Count the lines in the rows below that contain the string "xmin" and reply with that number alone.

___

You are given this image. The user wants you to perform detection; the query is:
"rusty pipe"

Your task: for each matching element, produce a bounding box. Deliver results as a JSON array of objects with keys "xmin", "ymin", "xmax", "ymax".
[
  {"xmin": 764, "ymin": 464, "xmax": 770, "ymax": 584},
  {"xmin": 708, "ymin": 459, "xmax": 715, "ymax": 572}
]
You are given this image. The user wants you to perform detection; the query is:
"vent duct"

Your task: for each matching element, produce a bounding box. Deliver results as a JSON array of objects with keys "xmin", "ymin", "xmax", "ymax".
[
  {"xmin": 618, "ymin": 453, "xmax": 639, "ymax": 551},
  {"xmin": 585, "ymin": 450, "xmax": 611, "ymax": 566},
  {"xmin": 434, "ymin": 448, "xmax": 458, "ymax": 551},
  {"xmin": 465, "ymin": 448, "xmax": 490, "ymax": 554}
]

___

▶ _Written answer_
8